> [WRITTEN TASKS]:
A) From the forum post about trimming trailing white space in C, print the passage that begins at the words "It works perfectly" and stops after the words "output at all.".
B) In the forum post about trimming trailing white space in C, why does main() call reverse() both before and after it calls trim()? Answer in one to three sentences.
C) Answer these questions about the forum post about trimming trailing white space in C:
(i) What value does the program give MAXLINE?
(ii) Which two characters does the post count as white space to remove?
(iii) What output does the program give when the input has trailing white space?

> [READING PASSAGE]:
====
I'm having an issue with a program in C and I think that a for loop is the culprit, but I'm not certain. The function is meant to take a char[] that has already been passed through a reverse function, and write it into a different char[] with all trailing white space characters removed. That is to say, any ' ' or '\t' characters that lie between a '\n' and any other character shouldn't be part of the output.
It works perfectly if there are no trailing white space characters, as in re-writing an exact duplicate of the input char[]. However, if there are any, there is no output at all.
The program is as follows:
#include<stdio.h>
#define MAXLINE 1000
void trim(char output[], char input[], int len);
void reverse(char output[], char input[], int len);
main()
{
int i, c;
int len;
char block[MAXLINE];
char blockrev[MAXLINE];
char blockout[MAXLINE];
char blockprint[MAXLINE];
i = 0;
while ((c = getchar()) != EOF)
{
block[i] = c;
++i;
}
printf("%s", block); // for debugging purposes
reverse(blockrev, block, i); // reverses block for trim function
trim(blockout, blockrev, i);
reverse(blockprint, blockout, i); // reverses it back to normal
// i also have a sneaking suspicion that i don't need this many arrays?
printf("%s", blockprint);
}
void trim(char output[], char input[], int len)
{
int i, j;
i = 0;
j = 0;
while (i <= len)
{
if (input[i] == ' ' || input[i] == '\t')
{
if (i > 0 && input[i-1] == '\n')
for (; input[i] == ' ' || input[i] == '\t'; ++i)
{
}
else
{
output[j] = input[i];
++i;
++j;
}
}
else
{
output[j] = input[i];
++i;
++j;
}
}
}
void reverse(char output[], char input[], int len)
====
> [SUPPLIED DATA]:
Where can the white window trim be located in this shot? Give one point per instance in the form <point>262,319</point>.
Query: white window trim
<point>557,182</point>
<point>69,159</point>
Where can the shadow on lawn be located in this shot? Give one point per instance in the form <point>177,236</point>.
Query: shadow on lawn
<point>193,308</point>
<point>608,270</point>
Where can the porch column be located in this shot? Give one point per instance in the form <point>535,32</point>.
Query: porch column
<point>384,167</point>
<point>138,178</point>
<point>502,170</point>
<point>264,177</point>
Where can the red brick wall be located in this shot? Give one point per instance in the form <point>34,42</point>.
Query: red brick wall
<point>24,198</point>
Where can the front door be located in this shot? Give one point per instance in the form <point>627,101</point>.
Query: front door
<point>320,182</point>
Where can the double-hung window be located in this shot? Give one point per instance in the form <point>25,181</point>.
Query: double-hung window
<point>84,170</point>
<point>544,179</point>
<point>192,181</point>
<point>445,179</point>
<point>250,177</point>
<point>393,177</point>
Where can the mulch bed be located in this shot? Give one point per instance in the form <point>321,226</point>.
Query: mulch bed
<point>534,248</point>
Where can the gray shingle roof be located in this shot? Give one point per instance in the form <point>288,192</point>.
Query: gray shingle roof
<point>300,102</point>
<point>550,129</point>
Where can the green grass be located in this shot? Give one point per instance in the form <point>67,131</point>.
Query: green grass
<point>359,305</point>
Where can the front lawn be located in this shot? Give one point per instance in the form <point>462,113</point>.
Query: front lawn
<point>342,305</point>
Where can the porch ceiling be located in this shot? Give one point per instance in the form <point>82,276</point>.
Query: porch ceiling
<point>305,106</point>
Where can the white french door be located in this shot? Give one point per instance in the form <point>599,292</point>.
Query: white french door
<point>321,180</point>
====
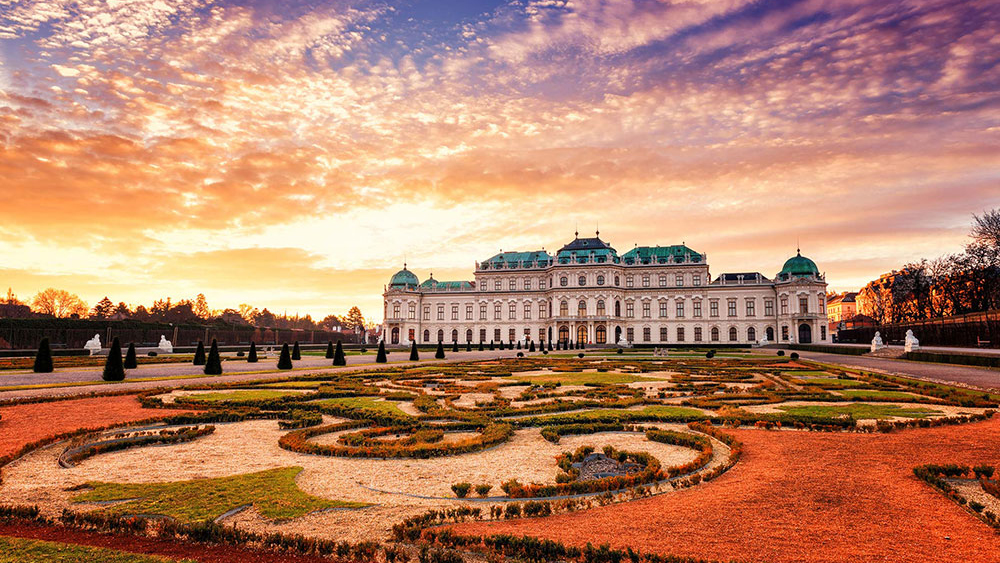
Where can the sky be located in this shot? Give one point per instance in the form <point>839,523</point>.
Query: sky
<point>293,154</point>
====
> [ANSWERS TO THE EXERCISES]:
A)
It works perfectly if there are no trailing white space characters, as in re-writing an exact duplicate of the input char[]. However, if there are any, there is no output at all.

B) The first call to reverse() flips the input because trim() is meant to take text that has already been reversed. After trim() removes the white space, the second call turns the text back to its normal order.

C)
(i) 1000
(ii) The space ' ' and the tab '\t'
(iii) None at all